PROBLEM STATEMENT
Rewrite the lines below as a Markdown table with two columns, Row and Line, giving each row a number and leaving out blank lines.
== PROVIDED INFORMATION
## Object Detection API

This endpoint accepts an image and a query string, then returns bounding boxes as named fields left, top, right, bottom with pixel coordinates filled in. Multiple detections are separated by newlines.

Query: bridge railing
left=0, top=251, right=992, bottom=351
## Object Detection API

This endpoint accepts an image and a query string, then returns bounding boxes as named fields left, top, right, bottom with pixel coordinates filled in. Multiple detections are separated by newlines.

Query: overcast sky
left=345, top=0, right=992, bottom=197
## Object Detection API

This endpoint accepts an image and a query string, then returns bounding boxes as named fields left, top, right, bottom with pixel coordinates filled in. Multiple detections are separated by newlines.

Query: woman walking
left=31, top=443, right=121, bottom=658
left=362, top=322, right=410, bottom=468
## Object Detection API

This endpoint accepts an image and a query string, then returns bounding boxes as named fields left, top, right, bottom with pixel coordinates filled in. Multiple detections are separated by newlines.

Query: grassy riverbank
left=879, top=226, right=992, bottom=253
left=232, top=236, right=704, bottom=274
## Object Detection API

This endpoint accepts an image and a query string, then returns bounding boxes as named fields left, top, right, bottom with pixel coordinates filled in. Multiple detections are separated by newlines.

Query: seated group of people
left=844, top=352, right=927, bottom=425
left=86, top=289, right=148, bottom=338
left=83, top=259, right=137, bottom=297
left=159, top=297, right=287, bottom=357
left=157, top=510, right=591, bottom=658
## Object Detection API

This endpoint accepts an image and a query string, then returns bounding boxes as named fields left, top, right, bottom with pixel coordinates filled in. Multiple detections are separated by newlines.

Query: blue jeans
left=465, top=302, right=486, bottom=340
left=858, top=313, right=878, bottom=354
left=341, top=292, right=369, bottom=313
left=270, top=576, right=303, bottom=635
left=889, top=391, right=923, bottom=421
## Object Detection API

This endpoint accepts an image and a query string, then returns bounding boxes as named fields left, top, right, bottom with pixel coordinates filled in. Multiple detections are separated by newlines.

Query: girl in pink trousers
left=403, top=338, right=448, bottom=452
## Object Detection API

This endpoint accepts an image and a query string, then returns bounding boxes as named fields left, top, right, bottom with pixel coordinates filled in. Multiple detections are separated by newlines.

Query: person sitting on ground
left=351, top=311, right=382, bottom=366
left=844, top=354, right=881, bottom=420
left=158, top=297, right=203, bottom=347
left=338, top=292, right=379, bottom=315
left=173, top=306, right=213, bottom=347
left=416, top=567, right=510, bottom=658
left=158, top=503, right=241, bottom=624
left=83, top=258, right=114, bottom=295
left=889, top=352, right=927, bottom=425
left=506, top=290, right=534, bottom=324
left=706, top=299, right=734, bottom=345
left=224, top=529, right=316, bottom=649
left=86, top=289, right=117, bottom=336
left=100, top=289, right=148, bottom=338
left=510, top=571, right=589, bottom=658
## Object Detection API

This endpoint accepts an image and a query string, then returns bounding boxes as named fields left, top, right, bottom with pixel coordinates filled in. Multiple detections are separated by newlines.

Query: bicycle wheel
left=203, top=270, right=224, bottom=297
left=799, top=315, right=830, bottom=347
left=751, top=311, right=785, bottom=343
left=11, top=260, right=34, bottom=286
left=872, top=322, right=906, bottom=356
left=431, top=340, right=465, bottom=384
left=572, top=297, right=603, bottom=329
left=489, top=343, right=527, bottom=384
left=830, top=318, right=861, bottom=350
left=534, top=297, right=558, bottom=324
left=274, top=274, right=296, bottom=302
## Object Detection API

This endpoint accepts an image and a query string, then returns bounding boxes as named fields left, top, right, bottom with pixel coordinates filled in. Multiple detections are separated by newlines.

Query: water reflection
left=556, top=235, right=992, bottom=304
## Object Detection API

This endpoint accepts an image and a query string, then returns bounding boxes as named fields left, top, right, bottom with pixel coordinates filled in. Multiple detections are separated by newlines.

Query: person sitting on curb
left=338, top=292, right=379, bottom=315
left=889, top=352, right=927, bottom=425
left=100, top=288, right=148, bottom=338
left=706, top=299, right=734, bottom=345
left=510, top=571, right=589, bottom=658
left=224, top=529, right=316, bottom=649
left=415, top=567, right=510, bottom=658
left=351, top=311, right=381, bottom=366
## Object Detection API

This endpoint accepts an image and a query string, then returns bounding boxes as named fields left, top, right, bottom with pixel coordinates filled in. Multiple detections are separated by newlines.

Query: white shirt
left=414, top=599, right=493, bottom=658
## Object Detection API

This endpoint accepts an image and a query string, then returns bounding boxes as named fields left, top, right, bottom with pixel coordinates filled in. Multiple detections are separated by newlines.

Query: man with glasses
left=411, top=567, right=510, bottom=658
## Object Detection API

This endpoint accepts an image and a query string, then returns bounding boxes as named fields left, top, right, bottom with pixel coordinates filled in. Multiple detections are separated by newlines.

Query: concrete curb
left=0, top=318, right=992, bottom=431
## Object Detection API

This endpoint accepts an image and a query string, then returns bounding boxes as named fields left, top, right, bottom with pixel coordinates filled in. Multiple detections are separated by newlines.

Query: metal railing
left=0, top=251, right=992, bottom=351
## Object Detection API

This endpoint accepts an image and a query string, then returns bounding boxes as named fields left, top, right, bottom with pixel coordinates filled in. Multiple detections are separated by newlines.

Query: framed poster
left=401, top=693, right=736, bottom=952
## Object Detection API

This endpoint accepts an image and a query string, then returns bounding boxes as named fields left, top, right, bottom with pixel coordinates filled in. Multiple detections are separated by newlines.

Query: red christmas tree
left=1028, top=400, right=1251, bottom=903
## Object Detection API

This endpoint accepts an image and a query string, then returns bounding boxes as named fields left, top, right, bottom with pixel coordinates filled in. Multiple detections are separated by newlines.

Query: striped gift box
====
WRITTEN RESPONSE
| Row | Line |
|---|---|
| 1 | ## Object Detection API |
| 2 | This endpoint accepts an image and a query string, then returns bounding boxes as named fields left, top, right, bottom with pixel coordinates filled in. Multiple detections are separated by newlines. |
| 3 | Query: bridge railing |
| 4 | left=0, top=251, right=992, bottom=351 |
| 5 | ## Object Detection API |
| 6 | This endpoint accepts an image and a query string, then returns bounding boxes as named fields left, top, right, bottom with pixel coordinates filled in. Multiple detections are separated by newlines. |
| 7 | Query: overcast sky |
| 8 | left=345, top=0, right=992, bottom=197 |
| 9 | ## Object Detection API |
| 10 | This endpoint accepts an image and a query string, then returns bounding boxes as named fields left, top, right, bottom with pixel coordinates filled in. Multiple detections are separated by newlines. |
| 11 | Query: woman walking |
| 12 | left=31, top=443, right=121, bottom=658 |
| 13 | left=362, top=322, right=410, bottom=468 |
| 14 | ## Object Detection API |
| 15 | This endpoint accepts an image and a query string, then returns bounding boxes as named fields left, top, right, bottom with pixel coordinates filled in. Multiple detections are separated by newlines. |
| 16 | Query: grassy riverbank |
| 17 | left=879, top=226, right=992, bottom=253 |
| 18 | left=232, top=236, right=704, bottom=274 |
| 19 | ## Object Detection API |
| 20 | This endpoint accepts an image and a query string, then returns bounding boxes as named fields left, top, right, bottom with pixel coordinates filled in. Multiple detections are separated by newlines. |
| 21 | Query: seated group of people |
| 22 | left=844, top=352, right=927, bottom=425 |
| 23 | left=86, top=289, right=148, bottom=338 |
| 24 | left=83, top=259, right=137, bottom=297 |
| 25 | left=159, top=297, right=287, bottom=357 |
| 26 | left=157, top=510, right=591, bottom=658 |
| 27 | ## Object Detection API |
| 28 | This endpoint accepts an image and a query string, then returns bounding boxes as named fields left, top, right, bottom with pixel coordinates filled in. Multiple detections are separated by newlines. |
| 29 | Query: blue jeans |
| 30 | left=465, top=302, right=486, bottom=340 |
| 31 | left=858, top=313, right=878, bottom=354 |
| 32 | left=341, top=292, right=369, bottom=313 |
| 33 | left=270, top=576, right=303, bottom=635 |
| 34 | left=889, top=391, right=923, bottom=421 |
| 35 | ## Object Detection API |
| 36 | This endpoint accepts an image and a query string, then returns bounding boxes as named fields left, top, right, bottom with pixel coordinates filled in. Multiple detections are separated by newlines. |
| 37 | Query: girl in pink trousers |
| 38 | left=403, top=338, right=448, bottom=452 |
| 39 | ## Object Detection API |
| 40 | This endpoint accepts an image and a query string, then returns bounding boxes as named fields left, top, right, bottom with pixel coordinates filled in. Multiple detections are separated by newlines. |
| 41 | Query: person sitting on ground |
| 42 | left=351, top=311, right=382, bottom=366 |
| 43 | left=844, top=354, right=881, bottom=420 |
| 44 | left=158, top=297, right=203, bottom=347 |
| 45 | left=338, top=292, right=379, bottom=315 |
| 46 | left=173, top=306, right=213, bottom=347 |
| 47 | left=416, top=567, right=510, bottom=658 |
| 48 | left=158, top=503, right=241, bottom=624 |
| 49 | left=83, top=258, right=114, bottom=295 |
| 50 | left=889, top=352, right=927, bottom=425 |
| 51 | left=506, top=290, right=534, bottom=324 |
| 52 | left=706, top=299, right=734, bottom=345 |
| 53 | left=224, top=529, right=316, bottom=649 |
| 54 | left=86, top=289, right=117, bottom=336 |
| 55 | left=100, top=289, right=148, bottom=338 |
| 56 | left=510, top=571, right=589, bottom=658 |
| 57 | ## Object Detection API |
| 58 | This endpoint accepts an image and a query string, then returns bounding boxes as named fields left, top, right, bottom with pixel coordinates filled in. Multiple detections are separated by newlines. |
| 59 | Query: bicycle wheel |
| 60 | left=203, top=270, right=224, bottom=297 |
| 61 | left=799, top=315, right=830, bottom=347 |
| 62 | left=751, top=311, right=785, bottom=343 |
| 63 | left=11, top=260, right=34, bottom=286 |
| 64 | left=872, top=322, right=906, bottom=356 |
| 65 | left=431, top=340, right=465, bottom=384 |
| 66 | left=572, top=297, right=603, bottom=329 |
| 67 | left=489, top=343, right=527, bottom=384 |
| 68 | left=830, top=318, right=861, bottom=350 |
| 69 | left=534, top=297, right=558, bottom=324 |
| 70 | left=274, top=274, right=296, bottom=302 |
| 71 | ## Object Detection API |
| 72 | This endpoint accepts an image and a query string, then returns bounding boxes as named fields left, top, right, bottom with pixel coordinates filled in. Multiple detections are separated by newlines. |
| 73 | Query: water reflection |
| 74 | left=556, top=235, right=992, bottom=304 |
| 75 | ## Object Detection API |
| 76 | This endpoint accepts an image and a query string, then returns bounding boxes as named fields left, top, right, bottom with pixel coordinates filled in. Multiple detections are separated by newlines. |
| 77 | Query: person sitting on curb |
| 78 | left=338, top=292, right=379, bottom=315 |
| 79 | left=889, top=352, right=927, bottom=425 |
| 80 | left=100, top=288, right=148, bottom=338 |
| 81 | left=706, top=299, right=734, bottom=345 |
| 82 | left=510, top=571, right=589, bottom=658 |
| 83 | left=224, top=529, right=316, bottom=649 |
| 84 | left=415, top=567, right=510, bottom=658 |
| 85 | left=351, top=311, right=381, bottom=366 |
| 86 | ## Object Detection API |
| 87 | This endpoint accepts an image and a query string, then returns bounding boxes as named fields left, top, right, bottom with pixel coordinates filled in. Multiple detections are separated by newlines. |
| 88 | Query: white shirt |
| 89 | left=414, top=599, right=493, bottom=658 |
| 90 | ## Object Detection API |
| 91 | This endpoint accepts an image and a query string, then returns bounding boxes as named fields left, top, right, bottom with pixel coordinates filled in. Multiple detections are separated by newlines. |
| 92 | Query: man with glasses |
| 93 | left=411, top=567, right=510, bottom=658 |
| 94 | ## Object Detection API |
| 95 | This endpoint accepts an image and a query string, then returns bounding boxes as named fields left, top, right, bottom with pixel coordinates filled in. Multiple detections are separated by newlines. |
| 96 | Query: concrete curb |
| 97 | left=0, top=318, right=992, bottom=431 |
| 98 | ## Object Detection API |
| 99 | This endpoint accepts an image and a query string, then returns bounding boxes as named fields left, top, right, bottom with pixel coordinates filled in. Multiple detections are separated by newlines. |
| 100 | Query: metal railing |
| 101 | left=0, top=251, right=992, bottom=351 |
| 102 | ## Object Detection API |
| 103 | This endpoint accepts an image and a query string, then returns bounding boxes as named fields left, top, right, bottom with pixel coordinates filled in. Multiple detections are separated by newlines. |
| 104 | Query: framed poster |
| 105 | left=401, top=693, right=736, bottom=952 |
| 106 | ## Object Detection API |
| 107 | This endpoint accepts an image and a query string, then returns bounding boxes as named fields left, top, right, bottom with pixel coordinates filled in. Multiple detections are separated by newlines. |
| 108 | Query: red christmas tree |
| 109 | left=1028, top=400, right=1251, bottom=903 |
| 110 | ## Object Detection API |
| 111 | This endpoint accepts an image and a query string, then returns bounding boxes as named fields left, top, right, bottom with pixel coordinates filled in. Multiple detections are separated by newlines. |
| 112 | Query: striped gift box |